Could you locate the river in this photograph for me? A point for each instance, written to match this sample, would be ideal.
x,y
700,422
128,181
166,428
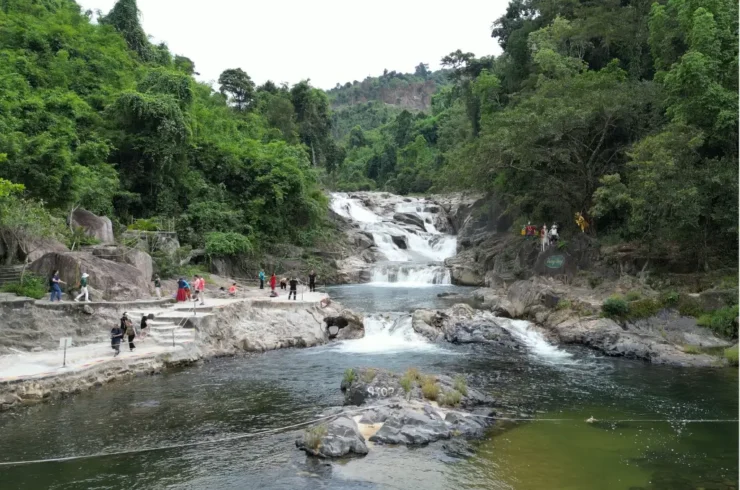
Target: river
x,y
251,393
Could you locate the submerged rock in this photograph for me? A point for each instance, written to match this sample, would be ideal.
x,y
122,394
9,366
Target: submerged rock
x,y
338,438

# TO BE DONE
Copy out every line of the records above word for word, leaving out the pictures.

# COMPLETE ANSWER
Could you locate the river in this photograph for me? A point for each instance, written to match this sample, would be ideal.
x,y
700,422
128,181
166,428
Target: river
x,y
251,393
Could you locate the submerged rock in this photograph for me? A point for each instance, written to match this sample, would be ideal.
x,y
122,394
9,366
Target: submerged rock
x,y
338,438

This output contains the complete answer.